* Problem 1 *
Summarize the passage on leading a team in two sentences.

* Source passage *
If you display any inconsistencies between your words and actions, you are denying others the chance to respond naturally to what you are saying or doing.

Fairness
Be fair in your treatment of team members. Work with them to set their personal standards. This will be part of goal setting and performance reviews. Fairness demands that everybody is bound equally by his/her commitment to those standards. Fairness also demands that you hold everyone equally accountable - no excuses for the top salesperson or the manager. Do not blame, but don't excuse away, poor performance. Fairness, in the context of a team, means that you also do your share of the team's work. Don't use your position as manager to keep all the prestigious clients for yourself or to delegate all the dull work elsewhere. 

Empowerment
Empowerment means giving your team members some of your authority and autonomy - without giving it all away. As the manager, you still hold the final authority (usually) and make (most of) the tough decisions. But in empowering your team, you work for a balance between controlling and guiding them. By giving them some authority, you enable them to work more effectively when making decisions and implementing solutions for their customers. Of course, to wield that authority effectively, they also need knowledge and information. 

Courage
Courage is certainly a characteristic that you must cultivate for yourself. As a leader, to be effective with and for your team, you need to have the courage to say and do difficult things. Your job involves dealing with company management, disciplining and firing employees, and giving bad news about sales results or projects. You also need to have the courage to face reality and make others face it by pointing out problems that others prefer to ignore, and by acknowledging your team's errors. 

Vision
However much you empower your team members, your role as manager requires you to lead the team effort to create and pursue a vision. Because you operate outside the team - working closely with company management, for example - and with a broader scope than your team members, you are best suited to formulate the team's vision. The vision, like the team's purpose, should be strategic and grand. It is, after all, the expression of what your team feels most strongly about its purpose. The vision is a motivating force, connected to the overall success of the business. 

Motivation
Motivation is central to your role as team manager. Motivation involves giving encouragement, opportunity, recognition, and occasionally persuasion. 

As a motivator, you make opportunities for the members of your team. Give them the chance to try new things (and the freedom to make mistakes without failing), learn new skills, get the big sale -- and the credit. Do not let individual team members fail; help them overcome mistakes through learning and problem-solving.

* Material shown *
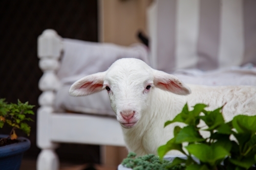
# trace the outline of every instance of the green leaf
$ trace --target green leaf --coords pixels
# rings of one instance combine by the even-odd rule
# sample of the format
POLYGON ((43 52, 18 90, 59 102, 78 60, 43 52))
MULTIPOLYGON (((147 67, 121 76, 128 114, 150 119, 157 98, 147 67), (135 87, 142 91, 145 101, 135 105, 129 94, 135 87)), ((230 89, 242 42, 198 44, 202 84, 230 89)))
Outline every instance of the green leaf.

* Problem 2 *
Reproduce the listing that follows the passage on leading a team, line for line and without any changes. Leave the picture out of your answer.

* Full output 1 *
A team manager should treat members fairly by holding everyone equally accountable and doing a share of the team's work, and should empower them by giving them some authority while still holding the final authority. The manager also needs the courage to say and do difficult things, must lead the team effort to create and pursue a vision, and motivates members through encouragement, opportunity, recognition, and occasionally persuasion.

* Full output 2 *
# trace the outline of every instance of the green leaf
$ trace --target green leaf --coords pixels
# rings of one instance combine by the even-odd rule
# sample of the format
POLYGON ((43 52, 18 90, 59 102, 78 60, 43 52))
MULTIPOLYGON (((147 67, 121 76, 128 114, 150 119, 157 98, 147 67), (135 87, 142 91, 145 101, 135 105, 129 94, 135 87)), ((230 89, 242 42, 198 44, 202 84, 230 89)))
Outline every instance of the green leaf.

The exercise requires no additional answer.